* **GOAL**: Count the lines in the entries below that contain the string "pillow", treating uppercase and lowercase as different, and give only the number.

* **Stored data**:
START
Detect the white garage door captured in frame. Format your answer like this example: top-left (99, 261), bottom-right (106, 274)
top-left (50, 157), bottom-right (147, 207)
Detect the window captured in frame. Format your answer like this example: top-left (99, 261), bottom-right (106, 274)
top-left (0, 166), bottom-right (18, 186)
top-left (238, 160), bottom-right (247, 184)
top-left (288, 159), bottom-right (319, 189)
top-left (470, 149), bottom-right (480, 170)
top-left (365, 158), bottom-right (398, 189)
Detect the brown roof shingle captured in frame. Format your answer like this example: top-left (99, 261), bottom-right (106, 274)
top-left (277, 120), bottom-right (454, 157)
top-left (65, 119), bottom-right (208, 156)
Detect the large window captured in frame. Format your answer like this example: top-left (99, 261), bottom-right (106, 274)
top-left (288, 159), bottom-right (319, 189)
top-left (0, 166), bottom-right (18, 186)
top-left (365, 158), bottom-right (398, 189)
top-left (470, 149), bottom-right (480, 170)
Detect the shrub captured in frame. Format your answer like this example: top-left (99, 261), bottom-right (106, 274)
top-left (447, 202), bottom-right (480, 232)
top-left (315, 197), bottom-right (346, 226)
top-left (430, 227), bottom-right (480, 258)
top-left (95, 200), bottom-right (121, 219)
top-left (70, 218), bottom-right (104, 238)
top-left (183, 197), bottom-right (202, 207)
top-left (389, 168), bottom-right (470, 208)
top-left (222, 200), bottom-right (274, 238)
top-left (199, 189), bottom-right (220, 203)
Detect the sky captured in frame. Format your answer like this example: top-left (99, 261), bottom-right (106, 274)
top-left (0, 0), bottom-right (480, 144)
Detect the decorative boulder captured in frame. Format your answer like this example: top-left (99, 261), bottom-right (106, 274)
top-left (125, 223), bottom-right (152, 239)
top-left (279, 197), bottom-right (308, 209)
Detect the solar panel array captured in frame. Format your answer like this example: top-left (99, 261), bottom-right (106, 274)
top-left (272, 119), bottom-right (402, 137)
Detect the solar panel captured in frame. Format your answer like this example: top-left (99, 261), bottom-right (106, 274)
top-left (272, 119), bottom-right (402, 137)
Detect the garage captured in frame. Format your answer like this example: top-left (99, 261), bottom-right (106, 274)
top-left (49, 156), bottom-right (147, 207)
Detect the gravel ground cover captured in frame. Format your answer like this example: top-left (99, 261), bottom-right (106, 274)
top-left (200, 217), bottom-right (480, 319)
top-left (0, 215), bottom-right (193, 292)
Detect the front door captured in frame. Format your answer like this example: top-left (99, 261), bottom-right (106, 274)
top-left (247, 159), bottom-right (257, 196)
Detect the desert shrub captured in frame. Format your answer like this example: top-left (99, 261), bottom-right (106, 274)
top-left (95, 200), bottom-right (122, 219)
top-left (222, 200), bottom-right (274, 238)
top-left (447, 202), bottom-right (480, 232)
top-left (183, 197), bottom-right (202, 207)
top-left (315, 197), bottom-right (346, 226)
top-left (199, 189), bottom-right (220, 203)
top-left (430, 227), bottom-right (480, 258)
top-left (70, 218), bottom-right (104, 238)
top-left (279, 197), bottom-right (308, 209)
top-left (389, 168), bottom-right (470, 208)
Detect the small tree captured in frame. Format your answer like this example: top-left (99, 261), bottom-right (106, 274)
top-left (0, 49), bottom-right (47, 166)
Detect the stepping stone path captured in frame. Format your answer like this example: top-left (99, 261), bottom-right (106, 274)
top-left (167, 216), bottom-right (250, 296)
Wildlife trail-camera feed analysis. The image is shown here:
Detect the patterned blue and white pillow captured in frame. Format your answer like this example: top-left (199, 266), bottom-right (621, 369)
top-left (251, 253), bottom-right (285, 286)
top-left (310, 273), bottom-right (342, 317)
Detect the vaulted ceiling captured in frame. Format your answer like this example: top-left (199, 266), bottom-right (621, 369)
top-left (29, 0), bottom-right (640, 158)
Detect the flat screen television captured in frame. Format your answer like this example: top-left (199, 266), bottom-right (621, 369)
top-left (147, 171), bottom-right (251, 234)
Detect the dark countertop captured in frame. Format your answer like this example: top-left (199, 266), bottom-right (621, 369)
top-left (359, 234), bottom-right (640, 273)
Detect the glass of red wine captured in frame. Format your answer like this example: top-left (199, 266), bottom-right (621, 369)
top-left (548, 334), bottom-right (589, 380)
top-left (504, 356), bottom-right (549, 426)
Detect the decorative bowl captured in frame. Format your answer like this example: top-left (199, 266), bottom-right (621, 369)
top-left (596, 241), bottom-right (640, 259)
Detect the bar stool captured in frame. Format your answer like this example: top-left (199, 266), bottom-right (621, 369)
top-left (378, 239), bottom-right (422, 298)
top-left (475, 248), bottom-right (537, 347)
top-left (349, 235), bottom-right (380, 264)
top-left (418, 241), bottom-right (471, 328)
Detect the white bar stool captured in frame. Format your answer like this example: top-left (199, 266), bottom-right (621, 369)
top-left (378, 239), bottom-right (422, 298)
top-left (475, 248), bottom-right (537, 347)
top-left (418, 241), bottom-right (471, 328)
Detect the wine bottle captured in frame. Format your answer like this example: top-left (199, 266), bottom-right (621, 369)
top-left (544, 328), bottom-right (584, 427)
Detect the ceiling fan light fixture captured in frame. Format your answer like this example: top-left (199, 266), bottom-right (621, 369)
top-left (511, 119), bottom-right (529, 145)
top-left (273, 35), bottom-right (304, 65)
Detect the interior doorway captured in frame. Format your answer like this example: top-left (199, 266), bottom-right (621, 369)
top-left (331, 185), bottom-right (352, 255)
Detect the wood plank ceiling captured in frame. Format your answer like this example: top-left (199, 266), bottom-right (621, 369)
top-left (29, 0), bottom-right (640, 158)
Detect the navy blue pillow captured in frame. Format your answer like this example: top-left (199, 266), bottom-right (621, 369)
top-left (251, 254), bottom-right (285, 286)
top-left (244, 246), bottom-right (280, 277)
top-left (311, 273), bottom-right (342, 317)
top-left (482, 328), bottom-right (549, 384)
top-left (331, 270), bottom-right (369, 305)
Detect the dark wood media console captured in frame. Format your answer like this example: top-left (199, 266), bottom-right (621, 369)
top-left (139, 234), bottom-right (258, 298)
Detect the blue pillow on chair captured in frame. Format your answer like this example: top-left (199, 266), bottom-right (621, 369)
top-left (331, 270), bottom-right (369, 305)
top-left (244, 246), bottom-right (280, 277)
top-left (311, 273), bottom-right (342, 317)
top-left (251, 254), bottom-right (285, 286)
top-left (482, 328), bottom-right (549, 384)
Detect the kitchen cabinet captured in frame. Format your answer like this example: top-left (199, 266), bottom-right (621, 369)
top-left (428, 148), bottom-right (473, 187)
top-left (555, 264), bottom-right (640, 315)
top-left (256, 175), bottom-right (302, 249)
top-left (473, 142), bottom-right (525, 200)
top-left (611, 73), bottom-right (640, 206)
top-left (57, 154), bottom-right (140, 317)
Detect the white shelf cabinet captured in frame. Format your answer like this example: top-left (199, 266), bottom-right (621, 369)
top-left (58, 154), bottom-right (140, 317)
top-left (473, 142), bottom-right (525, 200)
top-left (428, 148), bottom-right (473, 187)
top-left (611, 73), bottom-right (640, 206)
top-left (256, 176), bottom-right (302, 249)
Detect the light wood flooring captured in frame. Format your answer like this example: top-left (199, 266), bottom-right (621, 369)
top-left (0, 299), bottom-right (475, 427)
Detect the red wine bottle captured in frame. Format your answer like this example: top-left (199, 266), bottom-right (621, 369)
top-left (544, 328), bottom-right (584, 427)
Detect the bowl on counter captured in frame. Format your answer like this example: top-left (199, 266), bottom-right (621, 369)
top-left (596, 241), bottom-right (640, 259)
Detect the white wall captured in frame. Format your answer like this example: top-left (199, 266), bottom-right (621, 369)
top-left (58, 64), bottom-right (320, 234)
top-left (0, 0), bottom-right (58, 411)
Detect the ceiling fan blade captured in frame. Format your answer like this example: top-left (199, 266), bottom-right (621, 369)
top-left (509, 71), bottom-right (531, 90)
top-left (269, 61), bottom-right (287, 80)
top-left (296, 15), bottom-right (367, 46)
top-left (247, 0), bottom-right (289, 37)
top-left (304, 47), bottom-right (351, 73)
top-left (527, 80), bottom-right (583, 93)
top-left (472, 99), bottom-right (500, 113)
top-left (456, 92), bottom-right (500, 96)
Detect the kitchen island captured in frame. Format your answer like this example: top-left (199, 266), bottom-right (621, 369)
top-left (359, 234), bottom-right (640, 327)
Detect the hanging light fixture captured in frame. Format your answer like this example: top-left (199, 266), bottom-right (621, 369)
END
* **COMPLETED TASK**: 3